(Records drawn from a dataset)
◆ ◆ ◆ ◆ ◆
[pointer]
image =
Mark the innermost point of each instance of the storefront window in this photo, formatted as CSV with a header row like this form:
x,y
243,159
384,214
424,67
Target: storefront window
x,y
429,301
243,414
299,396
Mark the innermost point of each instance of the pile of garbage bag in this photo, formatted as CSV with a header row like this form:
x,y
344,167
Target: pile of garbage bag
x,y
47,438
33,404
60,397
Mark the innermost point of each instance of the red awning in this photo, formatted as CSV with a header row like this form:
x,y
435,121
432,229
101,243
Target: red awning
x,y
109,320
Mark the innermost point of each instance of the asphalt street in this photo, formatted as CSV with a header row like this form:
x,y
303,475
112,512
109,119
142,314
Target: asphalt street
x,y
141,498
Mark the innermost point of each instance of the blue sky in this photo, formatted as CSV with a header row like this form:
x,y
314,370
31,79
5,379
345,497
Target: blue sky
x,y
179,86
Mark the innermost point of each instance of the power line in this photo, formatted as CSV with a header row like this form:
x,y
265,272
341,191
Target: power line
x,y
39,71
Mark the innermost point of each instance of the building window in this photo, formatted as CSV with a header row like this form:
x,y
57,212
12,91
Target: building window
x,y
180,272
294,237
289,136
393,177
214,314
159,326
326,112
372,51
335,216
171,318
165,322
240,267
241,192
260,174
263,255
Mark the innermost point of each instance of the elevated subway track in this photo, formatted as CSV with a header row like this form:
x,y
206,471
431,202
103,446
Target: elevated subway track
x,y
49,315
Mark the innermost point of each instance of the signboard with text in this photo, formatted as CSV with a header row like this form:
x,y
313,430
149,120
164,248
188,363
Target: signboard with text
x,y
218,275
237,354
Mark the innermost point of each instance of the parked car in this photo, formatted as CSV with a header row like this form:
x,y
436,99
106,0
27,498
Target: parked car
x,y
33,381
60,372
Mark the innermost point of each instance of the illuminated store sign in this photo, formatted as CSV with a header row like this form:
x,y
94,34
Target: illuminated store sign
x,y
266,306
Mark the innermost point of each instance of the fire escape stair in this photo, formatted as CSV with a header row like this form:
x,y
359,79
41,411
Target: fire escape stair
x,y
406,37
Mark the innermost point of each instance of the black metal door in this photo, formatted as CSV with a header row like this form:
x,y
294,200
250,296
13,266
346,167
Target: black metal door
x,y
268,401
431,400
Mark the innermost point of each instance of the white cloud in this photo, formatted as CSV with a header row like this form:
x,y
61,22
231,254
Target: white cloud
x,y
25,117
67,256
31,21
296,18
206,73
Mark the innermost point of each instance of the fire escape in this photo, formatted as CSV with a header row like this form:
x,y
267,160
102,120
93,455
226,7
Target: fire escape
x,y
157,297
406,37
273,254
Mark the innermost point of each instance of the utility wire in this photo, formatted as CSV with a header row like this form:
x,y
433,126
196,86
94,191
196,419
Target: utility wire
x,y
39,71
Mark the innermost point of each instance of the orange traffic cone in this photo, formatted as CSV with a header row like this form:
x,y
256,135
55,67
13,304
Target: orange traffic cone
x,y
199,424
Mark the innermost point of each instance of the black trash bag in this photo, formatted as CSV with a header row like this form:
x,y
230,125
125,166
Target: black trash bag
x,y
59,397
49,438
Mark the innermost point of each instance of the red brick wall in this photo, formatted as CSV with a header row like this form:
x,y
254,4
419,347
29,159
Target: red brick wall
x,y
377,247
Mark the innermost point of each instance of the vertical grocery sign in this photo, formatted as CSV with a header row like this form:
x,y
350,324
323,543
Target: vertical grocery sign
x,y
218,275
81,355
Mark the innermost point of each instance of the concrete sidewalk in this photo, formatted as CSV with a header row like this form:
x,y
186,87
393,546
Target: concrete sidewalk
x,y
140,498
◆ ◆ ◆ ◆ ◆
§ **Required action**:
Reproduce all the data exactly. Include every line.

§ **Exercise result**:
[pointer]
image =
Mark the innermost point of each instance of the storefront window in this photo, formatted as CSV with a header row like this form:
x,y
243,159
384,214
424,67
Target: storefront window
x,y
429,301
243,414
299,396
Mark the innermost point of each instance of the pile of garbage bag in this photo, formatted as CSV with a header row like this form:
x,y
344,167
Target: pile of garbage bag
x,y
47,438
33,404
60,397
Mark the innermost point of each instance of the red awning in this photo, formatted as CSV with a header row like this form:
x,y
435,121
432,229
101,243
Target: red awning
x,y
109,320
Mark the innermost point of each instance of the asphalt street in this photo, formatted as CSV with a header row like this form:
x,y
303,475
112,512
109,119
142,314
Target: asphalt street
x,y
141,498
Mark the innermost point of each instance of the blue sky in this photo, formatted as CSV with a header row like this form:
x,y
314,370
31,79
5,379
345,497
Target: blue sky
x,y
179,86
Mark the innermost point of each instance of the power line in this photo, formatted as CSV with a header row like this form:
x,y
265,272
341,191
Target: power line
x,y
39,71
Mark the innermost point of each instance of the building window in this photo, formatted as CSV with a header row like this form:
x,y
57,212
12,91
Target: building window
x,y
180,272
294,237
289,136
393,177
214,314
159,326
326,112
372,51
335,216
171,318
165,322
240,267
241,192
260,174
263,255
Mark the innermost point of each instance of the elevated subway track in this photo, formatted as CSV with a header row like this form:
x,y
206,471
431,202
103,446
Target: elevated subway track
x,y
49,315
Mark the innermost point of each instance of the signboard with text in this photo, formatted as CSV with a header row like this form:
x,y
313,430
149,120
164,248
188,363
Target: signboard with text
x,y
218,275
237,354
Mark the innermost point of each instance of the parked car in this photo, formatted as CSV with a header row like this form:
x,y
436,99
106,0
27,498
Target: parked car
x,y
33,381
60,372
Mark the innermost point of each instance of the illuminated store sign in this photo, formatted as CSV with a header row like this form:
x,y
94,34
Target: illuminated store sign
x,y
266,306
Mark the innermost point of each instance of the fire escape stair in this photo, formatted as CSV with a header row like this form:
x,y
359,79
41,411
Target: fire escape stair
x,y
406,37
Mark the innermost point of each instance of the black metal door in this photo, formatted as CSV with a header row like this form:
x,y
294,200
250,296
13,266
346,167
Target: black metal door
x,y
268,401
431,400
Mark the innermost point of each instance of the white cloud in this photo, formatted as CSV with a header row like this form:
x,y
61,22
231,254
Target: white cloud
x,y
25,117
67,256
31,21
296,18
206,73
Mark the innermost point of each instance of the fire escape in this photo, formatted as CSV with a header row like this form:
x,y
267,160
102,120
93,455
226,7
Target: fire escape
x,y
157,297
406,37
273,254
Mark the innermost point of each instance of the utility wire in this photo, formatted as CSV with a header row like this form:
x,y
433,126
196,86
94,191
196,419
Target: utility wire
x,y
39,71
Mark the innermost point of each instance of the orange traffic cone in this photo, formatted as CSV with a header row like this form:
x,y
256,135
55,67
13,304
Target: orange traffic cone
x,y
199,424
Mark the innermost point of each instance of the black trash bag in this photo, formatted as CSV with a header row like this form:
x,y
230,125
125,166
Target: black trash bag
x,y
59,397
49,438
Mark the innermost point of each instance of the red brick wall in this photo, formatted as CSV with a header row like this form:
x,y
254,4
419,347
29,159
Target: red brick wall
x,y
377,247
Mark the innermost point of each instance of the vertical grocery sign in this photo, formatted as CSV with a header row like this form:
x,y
350,324
323,543
Target: vertical grocery sign
x,y
218,275
81,355
Mark the innermost point of each instance of the concrete sidewalk in this photo, formatted as CSV with a header row like this form:
x,y
186,87
393,546
Target: concrete sidewalk
x,y
140,498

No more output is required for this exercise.